Count the lines of data below that include "leaf". Provide only the number.
(Beginning of Exercise material)
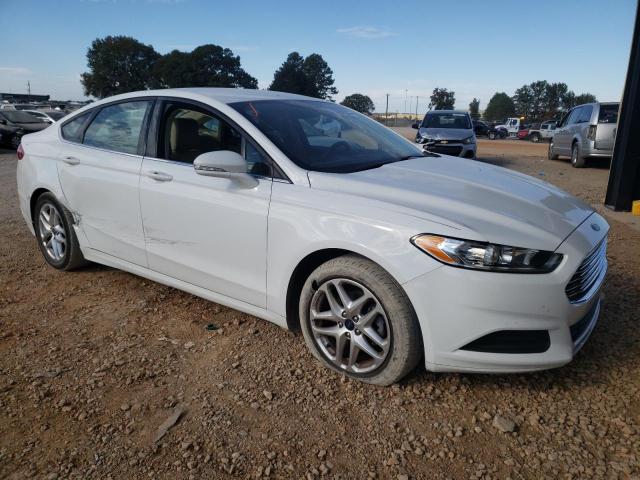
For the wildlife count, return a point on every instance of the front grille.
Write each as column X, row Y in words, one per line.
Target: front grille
column 589, row 275
column 445, row 149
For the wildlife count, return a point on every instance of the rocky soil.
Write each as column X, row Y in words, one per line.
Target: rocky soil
column 104, row 375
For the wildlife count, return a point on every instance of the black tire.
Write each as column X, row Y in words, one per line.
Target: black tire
column 405, row 341
column 577, row 160
column 72, row 257
column 15, row 142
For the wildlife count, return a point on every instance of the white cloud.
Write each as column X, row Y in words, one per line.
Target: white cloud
column 14, row 71
column 367, row 32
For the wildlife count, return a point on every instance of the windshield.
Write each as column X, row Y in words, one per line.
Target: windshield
column 17, row 116
column 326, row 137
column 446, row 120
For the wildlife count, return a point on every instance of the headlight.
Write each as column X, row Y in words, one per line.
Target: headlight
column 486, row 256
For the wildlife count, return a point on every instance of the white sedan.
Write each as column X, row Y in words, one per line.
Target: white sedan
column 312, row 216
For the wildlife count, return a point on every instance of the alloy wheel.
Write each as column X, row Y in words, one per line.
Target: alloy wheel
column 349, row 325
column 52, row 232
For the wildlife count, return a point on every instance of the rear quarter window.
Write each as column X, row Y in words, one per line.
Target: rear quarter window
column 608, row 114
column 72, row 130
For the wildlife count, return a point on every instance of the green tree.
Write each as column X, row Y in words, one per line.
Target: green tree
column 499, row 107
column 118, row 64
column 359, row 102
column 530, row 100
column 309, row 76
column 474, row 109
column 442, row 99
column 206, row 66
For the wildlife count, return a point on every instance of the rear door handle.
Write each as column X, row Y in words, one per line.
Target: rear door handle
column 71, row 160
column 159, row 176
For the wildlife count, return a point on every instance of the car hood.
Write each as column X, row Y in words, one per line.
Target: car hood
column 490, row 203
column 446, row 133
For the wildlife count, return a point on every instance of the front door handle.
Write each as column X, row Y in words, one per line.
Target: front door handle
column 159, row 176
column 71, row 160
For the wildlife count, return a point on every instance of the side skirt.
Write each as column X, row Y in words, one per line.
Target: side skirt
column 105, row 259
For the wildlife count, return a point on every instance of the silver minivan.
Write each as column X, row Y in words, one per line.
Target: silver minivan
column 586, row 131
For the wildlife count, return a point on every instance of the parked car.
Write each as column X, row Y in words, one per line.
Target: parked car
column 447, row 131
column 308, row 214
column 540, row 131
column 523, row 134
column 49, row 116
column 15, row 123
column 511, row 126
column 497, row 132
column 586, row 131
column 480, row 128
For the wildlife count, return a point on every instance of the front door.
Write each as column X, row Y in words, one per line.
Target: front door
column 207, row 231
column 99, row 171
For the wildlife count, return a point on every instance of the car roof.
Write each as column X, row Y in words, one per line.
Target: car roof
column 222, row 95
column 448, row 111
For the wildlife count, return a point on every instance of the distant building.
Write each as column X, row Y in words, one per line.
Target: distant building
column 22, row 98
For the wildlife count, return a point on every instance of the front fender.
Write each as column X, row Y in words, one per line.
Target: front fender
column 298, row 228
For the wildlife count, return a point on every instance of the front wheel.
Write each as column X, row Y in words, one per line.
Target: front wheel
column 56, row 238
column 357, row 320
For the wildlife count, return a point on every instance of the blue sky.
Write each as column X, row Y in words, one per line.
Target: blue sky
column 375, row 47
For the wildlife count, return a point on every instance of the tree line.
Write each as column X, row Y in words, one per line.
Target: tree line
column 120, row 64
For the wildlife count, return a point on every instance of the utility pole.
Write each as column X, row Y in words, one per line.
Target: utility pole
column 386, row 112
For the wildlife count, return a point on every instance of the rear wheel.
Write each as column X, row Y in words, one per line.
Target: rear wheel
column 577, row 160
column 56, row 237
column 357, row 320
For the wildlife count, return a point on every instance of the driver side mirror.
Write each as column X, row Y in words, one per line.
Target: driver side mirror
column 224, row 164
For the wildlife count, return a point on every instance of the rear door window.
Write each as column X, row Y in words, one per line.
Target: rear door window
column 118, row 127
column 72, row 130
column 608, row 113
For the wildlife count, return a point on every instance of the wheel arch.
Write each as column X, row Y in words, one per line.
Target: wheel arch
column 34, row 199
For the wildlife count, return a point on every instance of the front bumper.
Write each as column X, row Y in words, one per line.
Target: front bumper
column 452, row 149
column 458, row 307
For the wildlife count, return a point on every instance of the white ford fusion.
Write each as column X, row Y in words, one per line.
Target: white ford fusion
column 312, row 216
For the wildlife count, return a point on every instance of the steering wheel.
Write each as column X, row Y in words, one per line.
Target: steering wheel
column 339, row 147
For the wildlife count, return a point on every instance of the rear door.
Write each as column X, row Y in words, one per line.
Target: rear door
column 562, row 136
column 99, row 170
column 607, row 126
column 207, row 231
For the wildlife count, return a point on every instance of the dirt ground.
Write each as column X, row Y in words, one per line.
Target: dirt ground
column 93, row 362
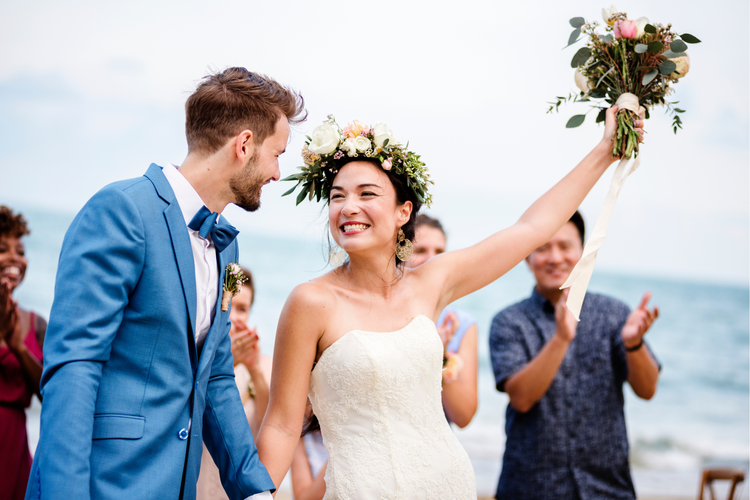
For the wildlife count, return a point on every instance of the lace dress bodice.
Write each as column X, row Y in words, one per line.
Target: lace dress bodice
column 377, row 397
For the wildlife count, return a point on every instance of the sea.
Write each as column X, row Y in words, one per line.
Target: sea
column 699, row 417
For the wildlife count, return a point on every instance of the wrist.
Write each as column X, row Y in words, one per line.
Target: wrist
column 254, row 369
column 633, row 346
column 563, row 339
column 603, row 151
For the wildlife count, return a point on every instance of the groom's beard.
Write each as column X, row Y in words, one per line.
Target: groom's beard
column 246, row 187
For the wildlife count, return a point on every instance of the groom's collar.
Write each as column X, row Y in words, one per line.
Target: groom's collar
column 167, row 189
column 187, row 197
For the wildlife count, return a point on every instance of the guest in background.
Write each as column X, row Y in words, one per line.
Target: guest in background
column 458, row 330
column 310, row 462
column 565, row 425
column 252, row 373
column 21, row 338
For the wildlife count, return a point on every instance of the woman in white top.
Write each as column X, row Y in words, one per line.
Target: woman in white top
column 361, row 339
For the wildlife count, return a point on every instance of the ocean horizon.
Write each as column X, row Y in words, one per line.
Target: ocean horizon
column 700, row 415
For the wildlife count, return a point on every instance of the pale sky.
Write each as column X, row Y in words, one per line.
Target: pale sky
column 92, row 92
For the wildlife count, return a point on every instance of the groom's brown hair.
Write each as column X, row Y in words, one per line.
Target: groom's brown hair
column 233, row 100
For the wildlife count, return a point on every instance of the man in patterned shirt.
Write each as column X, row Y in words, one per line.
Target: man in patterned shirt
column 565, row 426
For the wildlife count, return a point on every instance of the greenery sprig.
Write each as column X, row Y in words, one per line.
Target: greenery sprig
column 330, row 148
column 634, row 57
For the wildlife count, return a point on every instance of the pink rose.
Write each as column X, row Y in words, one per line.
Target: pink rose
column 626, row 29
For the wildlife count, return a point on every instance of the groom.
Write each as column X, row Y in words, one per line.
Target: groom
column 138, row 368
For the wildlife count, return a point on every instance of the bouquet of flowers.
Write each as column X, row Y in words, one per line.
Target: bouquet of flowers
column 633, row 64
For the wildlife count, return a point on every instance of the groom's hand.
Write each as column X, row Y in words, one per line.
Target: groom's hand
column 245, row 345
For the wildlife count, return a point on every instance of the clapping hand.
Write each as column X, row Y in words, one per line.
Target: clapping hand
column 638, row 322
column 8, row 313
column 448, row 328
column 245, row 344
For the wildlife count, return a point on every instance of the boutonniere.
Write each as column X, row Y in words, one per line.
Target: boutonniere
column 233, row 280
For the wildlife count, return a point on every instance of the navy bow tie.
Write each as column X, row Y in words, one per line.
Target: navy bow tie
column 222, row 233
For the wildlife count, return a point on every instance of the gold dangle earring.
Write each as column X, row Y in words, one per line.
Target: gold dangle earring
column 336, row 256
column 404, row 248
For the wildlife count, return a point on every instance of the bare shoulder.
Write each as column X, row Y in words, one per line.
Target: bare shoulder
column 308, row 308
column 316, row 295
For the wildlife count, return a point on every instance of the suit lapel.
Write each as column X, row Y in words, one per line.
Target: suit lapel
column 183, row 251
column 216, row 330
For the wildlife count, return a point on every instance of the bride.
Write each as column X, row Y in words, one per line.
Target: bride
column 361, row 342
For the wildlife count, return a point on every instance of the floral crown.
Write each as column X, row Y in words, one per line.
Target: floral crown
column 330, row 147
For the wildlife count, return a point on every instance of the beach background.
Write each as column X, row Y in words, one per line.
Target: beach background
column 699, row 416
column 93, row 92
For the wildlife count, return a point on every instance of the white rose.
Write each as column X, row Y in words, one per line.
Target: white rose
column 683, row 66
column 582, row 82
column 325, row 139
column 607, row 13
column 350, row 147
column 381, row 133
column 362, row 143
column 640, row 23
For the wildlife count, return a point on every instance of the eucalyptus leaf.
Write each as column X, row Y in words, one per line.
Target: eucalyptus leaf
(End of Exercise material)
__Your response__.
2